* Your goal
From the line with "Would you mind marking the dirt" to the final line of the records, every line is to be duplicated exactly, both of those lines included.

--

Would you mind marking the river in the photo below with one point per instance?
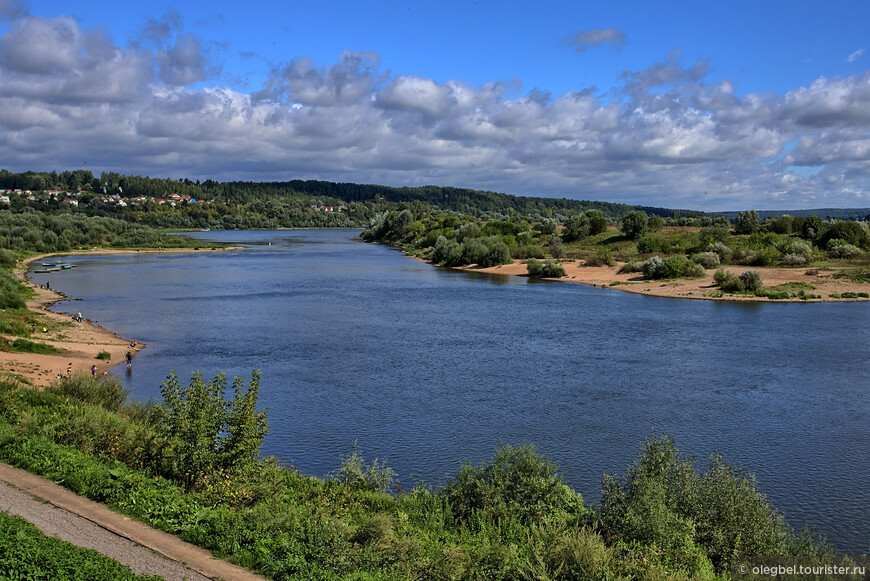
(430, 367)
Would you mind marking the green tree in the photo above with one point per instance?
(635, 224)
(747, 222)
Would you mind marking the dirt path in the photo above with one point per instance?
(72, 518)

--

* Your response
Would you mind marking the dirt path in the photo above with one point per instance?
(72, 518)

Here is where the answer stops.